任务目标:
请从下面的数据中筛选出所有含有“shadow”这个词的行，并逐行抄出。

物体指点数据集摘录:
┄┄┄┄┄┄

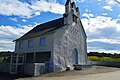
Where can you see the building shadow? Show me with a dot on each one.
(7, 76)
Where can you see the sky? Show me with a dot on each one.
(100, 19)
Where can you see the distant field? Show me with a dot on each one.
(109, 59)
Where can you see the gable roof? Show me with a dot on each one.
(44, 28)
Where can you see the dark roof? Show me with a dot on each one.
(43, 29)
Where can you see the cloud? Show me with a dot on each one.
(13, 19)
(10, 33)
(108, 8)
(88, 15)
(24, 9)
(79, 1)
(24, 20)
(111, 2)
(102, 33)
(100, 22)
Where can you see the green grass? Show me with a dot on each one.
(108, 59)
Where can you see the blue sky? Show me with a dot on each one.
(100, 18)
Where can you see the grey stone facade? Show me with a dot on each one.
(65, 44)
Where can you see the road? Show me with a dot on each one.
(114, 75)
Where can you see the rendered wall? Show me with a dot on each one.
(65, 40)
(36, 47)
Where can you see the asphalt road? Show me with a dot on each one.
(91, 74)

┄┄┄┄┄┄

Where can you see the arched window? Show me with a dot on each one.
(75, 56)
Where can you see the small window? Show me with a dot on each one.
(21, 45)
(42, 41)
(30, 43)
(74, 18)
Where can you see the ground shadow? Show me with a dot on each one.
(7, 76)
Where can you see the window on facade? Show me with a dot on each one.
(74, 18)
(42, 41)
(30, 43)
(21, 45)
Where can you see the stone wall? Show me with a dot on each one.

┄┄┄┄┄┄

答复:
Where can you see the building shadow? Show me with a dot on each one.
Where can you see the ground shadow? Show me with a dot on each one.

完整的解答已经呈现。